Task details:
The records below are to be duplicated exactly as they appear.

------------------------------------

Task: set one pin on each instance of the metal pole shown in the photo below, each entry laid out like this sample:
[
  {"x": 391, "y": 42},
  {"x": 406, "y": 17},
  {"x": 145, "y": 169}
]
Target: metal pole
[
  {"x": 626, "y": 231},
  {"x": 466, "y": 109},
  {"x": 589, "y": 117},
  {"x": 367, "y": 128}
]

------------------------------------

Written response:
Task: set one pin on each instance of the metal pole shown in the photo below, each entry laid out like this sample:
[
  {"x": 391, "y": 42},
  {"x": 406, "y": 17},
  {"x": 145, "y": 169}
]
Target: metal pole
[
  {"x": 626, "y": 231},
  {"x": 466, "y": 109},
  {"x": 589, "y": 117},
  {"x": 367, "y": 128}
]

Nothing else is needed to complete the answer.